--- BEGIN ---

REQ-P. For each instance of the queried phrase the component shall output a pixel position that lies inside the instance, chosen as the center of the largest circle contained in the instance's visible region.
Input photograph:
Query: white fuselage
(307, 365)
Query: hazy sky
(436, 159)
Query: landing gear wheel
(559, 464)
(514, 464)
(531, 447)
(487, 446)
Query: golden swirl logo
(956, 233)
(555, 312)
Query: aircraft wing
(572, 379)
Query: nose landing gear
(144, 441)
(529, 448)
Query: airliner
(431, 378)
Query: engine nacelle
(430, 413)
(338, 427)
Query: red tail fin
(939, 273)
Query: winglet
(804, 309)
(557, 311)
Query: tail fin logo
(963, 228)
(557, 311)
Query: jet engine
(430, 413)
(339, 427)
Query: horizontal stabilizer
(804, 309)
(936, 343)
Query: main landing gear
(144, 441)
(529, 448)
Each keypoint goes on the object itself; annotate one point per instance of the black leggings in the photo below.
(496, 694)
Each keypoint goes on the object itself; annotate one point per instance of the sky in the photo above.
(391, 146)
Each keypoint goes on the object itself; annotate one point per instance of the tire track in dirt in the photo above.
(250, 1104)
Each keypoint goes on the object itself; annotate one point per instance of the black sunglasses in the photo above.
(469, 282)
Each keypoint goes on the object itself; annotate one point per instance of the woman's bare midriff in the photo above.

--- END ---

> **EXERCISE INSTRUCTIONS**:
Retype all of the material, keeping each line exact.

> **TASK ANSWER**:
REQ-P. For each instance of the queried phrase the component shall output a pixel position that lies inside the instance, chosen as the center of the largest circle contained in the instance's visible region.
Input photograph:
Query: white fuselage
(307, 365)
Query: hazy sky
(436, 159)
Query: landing gear wheel
(559, 464)
(514, 464)
(531, 447)
(487, 446)
Query: golden swirl logo
(956, 233)
(555, 312)
Query: aircraft wing
(572, 379)
Query: nose landing gear
(144, 441)
(529, 448)
Query: airliner
(431, 378)
Query: engine nacelle
(430, 413)
(338, 427)
Query: red tail fin
(939, 273)
Query: winglet
(804, 309)
(557, 311)
Query: tail fin logo
(963, 228)
(557, 311)
Query: jet engine
(430, 413)
(339, 427)
Query: horizontal stabilizer
(804, 309)
(936, 343)
Query: main landing gear
(144, 441)
(529, 448)
Each keypoint goes on the object itself; annotate one point per instance of the black leggings in the photo below.
(496, 694)
Each keypoint goes on the object itself; annotate one point per instance of the sky in the photo above.
(391, 146)
Each keypoint goes on the object itself; annotate one point per instance of the tire track in dirt in the photo above.
(250, 1104)
Each keypoint goes on the object itself; annotate one point per instance of the black sunglasses in the photo above.
(469, 282)
Each keypoint goes on the object itself; annotate one point per instance of the woman's bare midriff in the photo above.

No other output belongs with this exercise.